PROBLEM A:
In the passage on air travel baggage and security, what checked baggage allowance does British Airways give in business class?
PROBLEM B:
List every baggage weight limit given in the passage on air travel baggage and security, and say what each one applies to.
PROBLEM C:
Continue the passage on air travel baggage and security from its last sentence.

DOCUMENT PASSAGE:

In business you are allowed 30kg checked bags and 2 cabin with max weight of 18kg (British Airways) but not all airlines have the same. If you travel down the back it is 23kg checked and 5kg carry on. Excess baggage charges we won't go there ($1800.00 USD both ways) for Salt Lake Winter Olympics.

All low cost airlines are very hard on carry on weight and size. I have used them once and four years ago, I had to buy a seat for my camera bag. I do know alot of photographers who use low cost airlines but it all depends on the person checking you in.

With my newspaper we have a union agreement where we travel business class on all flights under 9 hours and first for anything above. But that has changed recently, all new staff are expected to travel down the back. But if the boys in Tokyo have a new boy with them, they give him all checked baggage to check-in and is excess baggage charge is more than a business class ticket so they upgrade his ticket and get the excess charges dropped.

There is no hand searching of film, it must all go through x-ray machine, laptops must be switched on in front of security in Germany. With most other European countries the they only x-ray your carry on stuff. All hold baggage has been x-rayed for the past 5 years or so.

Security has been tight for years and we are used to it. If you have ETA (Spain) and not so much now the IRA (UK), airport security has always been tight even if it does not look so. You can still turn up 45min before an international departure and go shopping in the terminal, on most flights they close the check-in 20 minutes before departure and the gate at +10.

ENTRIES SUPPLIED:

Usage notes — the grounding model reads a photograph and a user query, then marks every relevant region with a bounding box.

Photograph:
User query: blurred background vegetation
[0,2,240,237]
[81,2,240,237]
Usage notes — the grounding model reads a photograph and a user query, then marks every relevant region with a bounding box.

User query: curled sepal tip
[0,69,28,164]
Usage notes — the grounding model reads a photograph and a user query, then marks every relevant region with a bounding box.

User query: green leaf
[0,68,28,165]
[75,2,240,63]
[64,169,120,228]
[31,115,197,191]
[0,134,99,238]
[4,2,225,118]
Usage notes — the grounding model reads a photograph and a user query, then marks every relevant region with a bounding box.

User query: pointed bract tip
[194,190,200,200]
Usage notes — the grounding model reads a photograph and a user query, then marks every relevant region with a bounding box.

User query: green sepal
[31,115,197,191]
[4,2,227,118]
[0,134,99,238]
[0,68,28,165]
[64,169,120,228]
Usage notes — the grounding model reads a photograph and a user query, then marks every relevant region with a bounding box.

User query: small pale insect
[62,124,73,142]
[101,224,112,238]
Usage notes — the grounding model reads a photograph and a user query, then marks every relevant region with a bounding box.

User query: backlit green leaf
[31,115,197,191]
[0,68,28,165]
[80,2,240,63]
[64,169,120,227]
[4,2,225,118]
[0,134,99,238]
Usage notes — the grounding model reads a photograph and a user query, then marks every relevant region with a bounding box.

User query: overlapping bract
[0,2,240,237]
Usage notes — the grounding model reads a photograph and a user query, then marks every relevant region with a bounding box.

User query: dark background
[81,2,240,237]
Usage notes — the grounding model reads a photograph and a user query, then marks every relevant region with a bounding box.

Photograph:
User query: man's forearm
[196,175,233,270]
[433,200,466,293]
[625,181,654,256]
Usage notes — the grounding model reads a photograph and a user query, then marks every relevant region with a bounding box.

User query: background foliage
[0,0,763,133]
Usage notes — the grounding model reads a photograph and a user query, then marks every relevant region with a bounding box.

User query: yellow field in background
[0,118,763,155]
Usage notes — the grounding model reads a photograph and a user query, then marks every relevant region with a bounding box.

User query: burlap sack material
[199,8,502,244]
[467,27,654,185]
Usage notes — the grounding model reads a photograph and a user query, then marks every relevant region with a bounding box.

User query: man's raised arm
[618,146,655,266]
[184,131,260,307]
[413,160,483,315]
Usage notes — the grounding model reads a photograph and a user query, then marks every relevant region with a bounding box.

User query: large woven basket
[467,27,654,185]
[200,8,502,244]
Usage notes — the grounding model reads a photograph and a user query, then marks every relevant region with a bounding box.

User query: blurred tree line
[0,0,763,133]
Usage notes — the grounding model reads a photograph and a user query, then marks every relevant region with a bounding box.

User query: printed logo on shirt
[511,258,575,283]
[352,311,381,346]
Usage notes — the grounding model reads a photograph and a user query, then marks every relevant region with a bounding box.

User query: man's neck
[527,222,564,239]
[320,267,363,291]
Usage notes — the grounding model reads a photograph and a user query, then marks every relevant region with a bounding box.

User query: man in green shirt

TASK OUTPUT A:
30kg

TASK OUTPUT B:
- 30kg: checked bags in business class
- 18kg: maximum weight of the 2 cabin bags in business class (British Airways)
- 23kg: checked bags when traveling down the back
- 5kg: carry-on when traveling down the back

TASK OUTPUT C:
My best advice is don't let flying stress you out, it is my car in the air. Think of check-in as waiting in line for gas and customs as the pay-toll, always set aside extra time as if it is rush hour. Don't turn up and expect just because you are a photographer and a member of the press they will bend over backwards to help. They don't.

I did fly out of Toronto on the 22nd December last year and after my Air Canada flight from Quebec City was 1 hour late arriving in, I still got the British Airways to London turning up with 15 minutes to departure. My bags arrived xmass eve.

Flying is the easy bit these days. A UK 3pm kickoff in soccer is midnight in Tokyo. They want a picture at 3:10 in Tokyo for last edition at 00:30. It's raining you are sitting on the touch line, screen getting wet, everyone is on their mobile phone and you cannot get a line off the network to send one picture. That is the stress bit of the job these days.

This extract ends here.